### [Task description]
Where the word "below" occurs in a line of the data, return the whole line.

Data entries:
----------------
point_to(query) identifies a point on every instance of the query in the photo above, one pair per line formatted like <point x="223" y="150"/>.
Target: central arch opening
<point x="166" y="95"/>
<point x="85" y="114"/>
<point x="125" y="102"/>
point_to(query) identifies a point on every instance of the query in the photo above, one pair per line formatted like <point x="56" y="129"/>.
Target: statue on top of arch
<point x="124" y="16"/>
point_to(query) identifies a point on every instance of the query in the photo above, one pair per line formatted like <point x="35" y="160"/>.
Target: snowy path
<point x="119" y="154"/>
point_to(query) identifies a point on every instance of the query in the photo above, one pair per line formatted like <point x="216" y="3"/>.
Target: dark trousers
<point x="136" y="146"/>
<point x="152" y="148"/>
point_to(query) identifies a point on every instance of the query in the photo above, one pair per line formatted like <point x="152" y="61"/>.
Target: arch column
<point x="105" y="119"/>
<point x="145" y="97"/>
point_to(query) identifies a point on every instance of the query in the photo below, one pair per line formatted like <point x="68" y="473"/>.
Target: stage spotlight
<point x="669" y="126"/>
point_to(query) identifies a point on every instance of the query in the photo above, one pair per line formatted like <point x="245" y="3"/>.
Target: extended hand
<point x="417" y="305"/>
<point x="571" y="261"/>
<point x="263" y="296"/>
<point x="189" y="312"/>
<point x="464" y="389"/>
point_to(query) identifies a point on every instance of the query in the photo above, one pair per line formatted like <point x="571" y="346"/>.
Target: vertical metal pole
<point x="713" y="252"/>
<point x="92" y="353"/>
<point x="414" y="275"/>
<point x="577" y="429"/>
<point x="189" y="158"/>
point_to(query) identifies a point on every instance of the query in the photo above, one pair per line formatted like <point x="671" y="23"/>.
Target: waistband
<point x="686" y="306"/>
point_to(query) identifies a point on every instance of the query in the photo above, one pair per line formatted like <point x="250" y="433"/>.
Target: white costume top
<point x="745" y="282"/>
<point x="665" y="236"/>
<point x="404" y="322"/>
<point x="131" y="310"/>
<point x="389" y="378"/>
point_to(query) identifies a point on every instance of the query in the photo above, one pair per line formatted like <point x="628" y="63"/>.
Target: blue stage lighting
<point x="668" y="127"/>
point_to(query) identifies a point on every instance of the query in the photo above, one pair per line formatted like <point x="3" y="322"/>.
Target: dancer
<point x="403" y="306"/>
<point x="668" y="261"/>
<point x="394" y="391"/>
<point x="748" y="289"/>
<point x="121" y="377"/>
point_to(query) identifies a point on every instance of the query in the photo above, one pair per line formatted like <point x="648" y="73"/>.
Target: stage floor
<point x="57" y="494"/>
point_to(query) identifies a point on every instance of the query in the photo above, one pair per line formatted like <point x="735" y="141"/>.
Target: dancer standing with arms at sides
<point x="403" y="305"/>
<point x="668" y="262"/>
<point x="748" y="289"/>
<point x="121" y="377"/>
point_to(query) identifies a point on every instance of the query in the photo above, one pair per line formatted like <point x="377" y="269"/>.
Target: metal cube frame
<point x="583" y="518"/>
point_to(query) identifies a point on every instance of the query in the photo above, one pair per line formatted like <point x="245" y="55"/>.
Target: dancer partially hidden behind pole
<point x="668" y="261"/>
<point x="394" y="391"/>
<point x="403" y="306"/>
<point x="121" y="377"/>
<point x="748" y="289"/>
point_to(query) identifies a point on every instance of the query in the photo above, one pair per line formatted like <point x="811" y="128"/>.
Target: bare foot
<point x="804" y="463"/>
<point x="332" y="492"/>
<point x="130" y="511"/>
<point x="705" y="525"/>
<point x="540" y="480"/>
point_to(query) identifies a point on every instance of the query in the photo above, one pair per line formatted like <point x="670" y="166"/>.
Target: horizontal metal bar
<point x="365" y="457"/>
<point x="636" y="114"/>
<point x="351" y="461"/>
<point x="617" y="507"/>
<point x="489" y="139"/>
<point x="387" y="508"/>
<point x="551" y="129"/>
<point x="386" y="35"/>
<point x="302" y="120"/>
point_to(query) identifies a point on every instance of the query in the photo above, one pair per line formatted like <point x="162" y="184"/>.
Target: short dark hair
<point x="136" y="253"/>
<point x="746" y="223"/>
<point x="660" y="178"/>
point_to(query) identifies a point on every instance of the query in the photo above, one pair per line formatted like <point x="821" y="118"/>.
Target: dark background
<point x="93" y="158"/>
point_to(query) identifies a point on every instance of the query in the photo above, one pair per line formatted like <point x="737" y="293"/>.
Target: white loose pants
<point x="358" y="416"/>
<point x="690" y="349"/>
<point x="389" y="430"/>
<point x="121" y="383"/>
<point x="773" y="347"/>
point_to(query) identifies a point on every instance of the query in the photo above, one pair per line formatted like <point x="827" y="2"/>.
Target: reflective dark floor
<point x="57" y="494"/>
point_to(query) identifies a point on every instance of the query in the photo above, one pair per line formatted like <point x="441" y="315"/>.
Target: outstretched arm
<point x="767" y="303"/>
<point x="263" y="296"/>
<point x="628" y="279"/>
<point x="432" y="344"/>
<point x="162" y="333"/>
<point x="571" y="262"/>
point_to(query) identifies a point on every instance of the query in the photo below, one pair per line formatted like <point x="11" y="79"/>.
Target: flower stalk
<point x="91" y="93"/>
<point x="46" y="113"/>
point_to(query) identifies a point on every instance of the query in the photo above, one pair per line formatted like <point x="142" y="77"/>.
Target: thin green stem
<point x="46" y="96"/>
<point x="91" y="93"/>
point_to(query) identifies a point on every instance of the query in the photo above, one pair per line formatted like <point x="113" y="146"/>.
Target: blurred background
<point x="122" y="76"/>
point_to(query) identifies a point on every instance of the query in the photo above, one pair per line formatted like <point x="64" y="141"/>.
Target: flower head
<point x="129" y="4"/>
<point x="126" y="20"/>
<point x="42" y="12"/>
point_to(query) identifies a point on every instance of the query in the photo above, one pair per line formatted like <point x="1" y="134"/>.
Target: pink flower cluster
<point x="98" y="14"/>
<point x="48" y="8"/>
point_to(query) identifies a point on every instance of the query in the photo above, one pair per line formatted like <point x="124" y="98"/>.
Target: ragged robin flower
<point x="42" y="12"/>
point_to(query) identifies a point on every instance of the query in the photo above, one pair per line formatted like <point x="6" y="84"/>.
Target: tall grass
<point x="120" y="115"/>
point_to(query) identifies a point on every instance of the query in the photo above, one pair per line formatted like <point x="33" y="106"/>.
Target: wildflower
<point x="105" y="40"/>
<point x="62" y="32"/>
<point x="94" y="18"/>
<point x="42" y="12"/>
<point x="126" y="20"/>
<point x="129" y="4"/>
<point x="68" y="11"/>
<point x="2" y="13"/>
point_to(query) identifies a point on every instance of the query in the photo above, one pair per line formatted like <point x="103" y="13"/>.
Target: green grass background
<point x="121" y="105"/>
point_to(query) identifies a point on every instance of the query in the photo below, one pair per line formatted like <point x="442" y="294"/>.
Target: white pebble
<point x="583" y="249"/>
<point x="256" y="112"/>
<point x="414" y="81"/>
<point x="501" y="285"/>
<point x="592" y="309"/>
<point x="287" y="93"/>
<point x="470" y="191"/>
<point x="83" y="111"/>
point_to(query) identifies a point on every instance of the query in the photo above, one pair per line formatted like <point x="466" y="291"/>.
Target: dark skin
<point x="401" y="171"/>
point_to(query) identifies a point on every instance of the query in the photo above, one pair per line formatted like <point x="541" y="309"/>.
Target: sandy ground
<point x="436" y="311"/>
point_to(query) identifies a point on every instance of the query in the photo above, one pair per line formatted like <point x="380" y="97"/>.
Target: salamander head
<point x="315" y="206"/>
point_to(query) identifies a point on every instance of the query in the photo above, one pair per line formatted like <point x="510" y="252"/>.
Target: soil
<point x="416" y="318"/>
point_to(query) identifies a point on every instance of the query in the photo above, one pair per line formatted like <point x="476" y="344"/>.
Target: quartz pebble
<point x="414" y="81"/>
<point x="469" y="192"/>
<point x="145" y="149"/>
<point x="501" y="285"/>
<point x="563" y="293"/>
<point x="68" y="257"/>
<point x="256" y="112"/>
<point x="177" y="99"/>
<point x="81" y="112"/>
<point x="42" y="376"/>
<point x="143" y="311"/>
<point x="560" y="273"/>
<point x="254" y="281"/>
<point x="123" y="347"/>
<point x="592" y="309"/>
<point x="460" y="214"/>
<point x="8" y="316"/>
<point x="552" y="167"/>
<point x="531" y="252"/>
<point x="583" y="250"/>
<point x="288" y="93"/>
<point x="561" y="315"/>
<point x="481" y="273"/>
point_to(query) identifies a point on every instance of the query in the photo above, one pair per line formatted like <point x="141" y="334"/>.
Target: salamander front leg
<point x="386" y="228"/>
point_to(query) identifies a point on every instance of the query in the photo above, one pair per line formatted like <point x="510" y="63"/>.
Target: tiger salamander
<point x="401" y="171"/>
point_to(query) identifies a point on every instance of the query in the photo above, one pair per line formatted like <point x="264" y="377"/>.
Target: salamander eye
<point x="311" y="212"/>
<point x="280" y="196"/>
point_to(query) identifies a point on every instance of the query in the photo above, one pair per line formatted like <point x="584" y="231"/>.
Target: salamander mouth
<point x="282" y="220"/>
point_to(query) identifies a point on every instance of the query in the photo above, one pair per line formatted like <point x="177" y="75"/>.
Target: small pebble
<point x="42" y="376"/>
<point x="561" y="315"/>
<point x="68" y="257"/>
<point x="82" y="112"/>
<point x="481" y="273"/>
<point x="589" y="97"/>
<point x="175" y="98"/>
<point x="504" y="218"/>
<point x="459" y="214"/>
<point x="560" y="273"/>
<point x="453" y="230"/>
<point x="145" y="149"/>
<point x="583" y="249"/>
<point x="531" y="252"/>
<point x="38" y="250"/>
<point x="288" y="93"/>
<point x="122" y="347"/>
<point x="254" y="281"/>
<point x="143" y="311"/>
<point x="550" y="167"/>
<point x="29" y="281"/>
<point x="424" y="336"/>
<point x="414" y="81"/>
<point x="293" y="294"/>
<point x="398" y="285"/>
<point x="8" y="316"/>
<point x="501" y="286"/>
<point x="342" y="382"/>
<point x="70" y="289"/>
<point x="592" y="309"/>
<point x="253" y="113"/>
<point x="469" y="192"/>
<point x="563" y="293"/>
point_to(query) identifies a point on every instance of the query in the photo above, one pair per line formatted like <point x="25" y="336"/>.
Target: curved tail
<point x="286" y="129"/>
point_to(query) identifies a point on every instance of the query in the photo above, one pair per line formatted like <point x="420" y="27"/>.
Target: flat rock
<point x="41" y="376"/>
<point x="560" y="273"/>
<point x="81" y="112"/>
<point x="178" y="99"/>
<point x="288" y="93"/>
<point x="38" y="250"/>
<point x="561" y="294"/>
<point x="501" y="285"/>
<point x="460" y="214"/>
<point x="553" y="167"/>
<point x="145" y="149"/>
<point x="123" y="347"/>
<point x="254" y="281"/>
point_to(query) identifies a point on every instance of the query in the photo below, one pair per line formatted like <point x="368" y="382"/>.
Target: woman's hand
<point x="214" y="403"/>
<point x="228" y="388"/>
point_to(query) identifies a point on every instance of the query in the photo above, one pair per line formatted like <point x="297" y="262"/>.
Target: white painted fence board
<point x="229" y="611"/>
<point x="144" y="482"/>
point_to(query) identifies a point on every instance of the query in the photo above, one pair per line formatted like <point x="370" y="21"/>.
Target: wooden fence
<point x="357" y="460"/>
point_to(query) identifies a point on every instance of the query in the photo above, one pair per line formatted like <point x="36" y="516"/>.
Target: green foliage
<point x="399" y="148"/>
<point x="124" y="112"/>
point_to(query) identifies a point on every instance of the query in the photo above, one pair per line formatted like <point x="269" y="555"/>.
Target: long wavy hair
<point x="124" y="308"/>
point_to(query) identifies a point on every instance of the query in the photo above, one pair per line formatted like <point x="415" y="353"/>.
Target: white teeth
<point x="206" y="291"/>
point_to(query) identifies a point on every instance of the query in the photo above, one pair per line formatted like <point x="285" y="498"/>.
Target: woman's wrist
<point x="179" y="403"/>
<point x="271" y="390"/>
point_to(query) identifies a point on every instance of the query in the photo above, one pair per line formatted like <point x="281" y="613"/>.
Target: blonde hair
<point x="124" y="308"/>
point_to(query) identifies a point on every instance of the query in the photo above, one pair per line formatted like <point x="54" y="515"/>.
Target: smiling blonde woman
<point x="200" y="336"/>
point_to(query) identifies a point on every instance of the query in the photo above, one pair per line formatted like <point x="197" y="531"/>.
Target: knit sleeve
----------------
### [Output for this task]
point_to(query) identifies a point on every instance of the query in the photo below, one pair per line formatted like <point x="68" y="473"/>.
point_to(query) identifies a point on every instance of the query in the photo below, one pair per line formatted like <point x="11" y="79"/>.
point_to(query) identifies a point on every instance of the query in the photo below, one pair per line formatted like <point x="442" y="294"/>.
point_to(query) identifies a point on every instance of the query in the photo below, one pair per line formatted like <point x="368" y="382"/>.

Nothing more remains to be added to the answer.